## ACTIVITY
Among the entries below, find every line that has "sunlit" and pull it out.

—————

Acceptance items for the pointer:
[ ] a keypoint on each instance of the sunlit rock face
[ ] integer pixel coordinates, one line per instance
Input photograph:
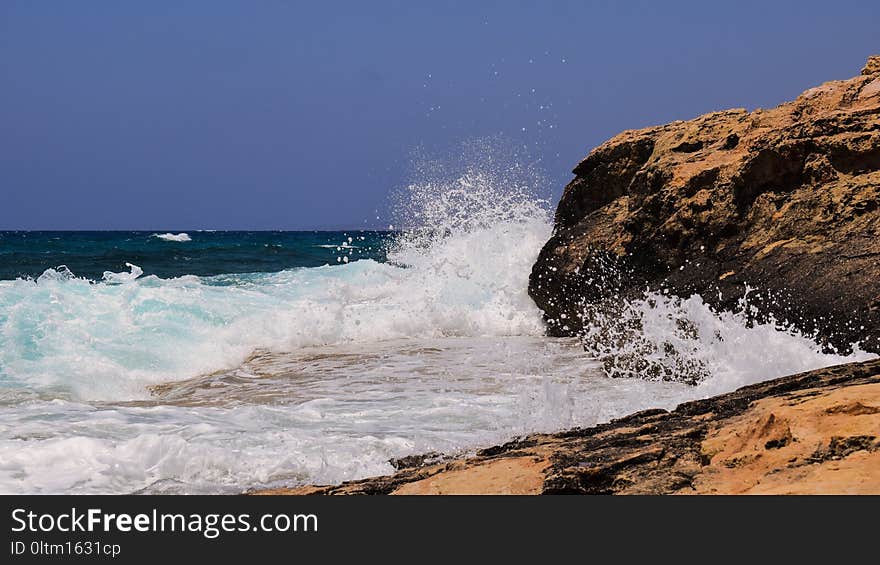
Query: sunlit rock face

—————

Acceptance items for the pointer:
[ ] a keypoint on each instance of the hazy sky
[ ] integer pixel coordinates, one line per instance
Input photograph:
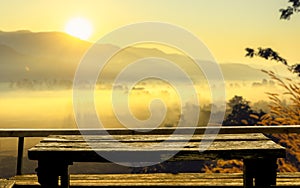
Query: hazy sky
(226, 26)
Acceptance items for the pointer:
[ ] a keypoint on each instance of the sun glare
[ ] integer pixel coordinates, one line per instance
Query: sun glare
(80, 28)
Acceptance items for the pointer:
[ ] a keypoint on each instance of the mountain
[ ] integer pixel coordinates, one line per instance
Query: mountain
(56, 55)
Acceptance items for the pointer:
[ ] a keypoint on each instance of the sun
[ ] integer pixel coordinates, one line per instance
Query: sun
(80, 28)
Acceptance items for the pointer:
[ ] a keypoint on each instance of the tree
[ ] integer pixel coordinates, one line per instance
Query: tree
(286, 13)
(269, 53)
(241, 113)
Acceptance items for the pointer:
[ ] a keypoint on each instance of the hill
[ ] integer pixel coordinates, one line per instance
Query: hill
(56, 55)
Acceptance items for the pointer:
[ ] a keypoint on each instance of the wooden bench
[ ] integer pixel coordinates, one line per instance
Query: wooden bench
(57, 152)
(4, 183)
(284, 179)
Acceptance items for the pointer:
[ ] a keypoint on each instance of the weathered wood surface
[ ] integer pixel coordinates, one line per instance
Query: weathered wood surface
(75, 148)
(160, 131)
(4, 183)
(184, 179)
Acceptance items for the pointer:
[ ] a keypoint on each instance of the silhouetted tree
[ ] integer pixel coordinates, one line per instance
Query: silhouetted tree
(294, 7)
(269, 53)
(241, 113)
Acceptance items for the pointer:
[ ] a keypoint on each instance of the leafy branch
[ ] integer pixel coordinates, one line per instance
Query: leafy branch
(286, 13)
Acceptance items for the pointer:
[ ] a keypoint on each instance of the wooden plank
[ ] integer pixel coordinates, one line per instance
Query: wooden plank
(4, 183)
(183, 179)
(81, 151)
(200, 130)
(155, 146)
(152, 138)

—————

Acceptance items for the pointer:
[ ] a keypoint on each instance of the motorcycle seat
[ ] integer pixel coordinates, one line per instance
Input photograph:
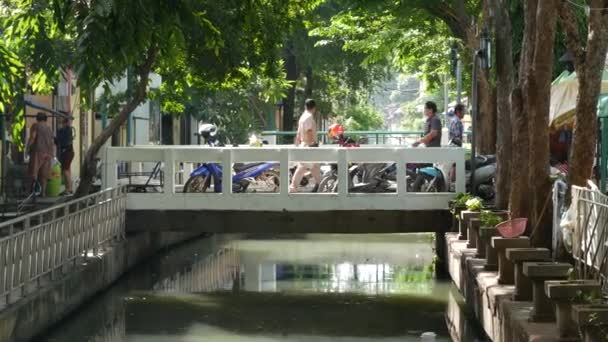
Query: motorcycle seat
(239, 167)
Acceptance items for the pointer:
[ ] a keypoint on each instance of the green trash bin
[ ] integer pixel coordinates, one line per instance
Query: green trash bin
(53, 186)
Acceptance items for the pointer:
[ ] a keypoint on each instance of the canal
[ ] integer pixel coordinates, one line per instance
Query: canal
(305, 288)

—————

## YOUR SOLUTION
[ ] a keypoint on each instance of the sunlit rock face
Query: sunlit rock face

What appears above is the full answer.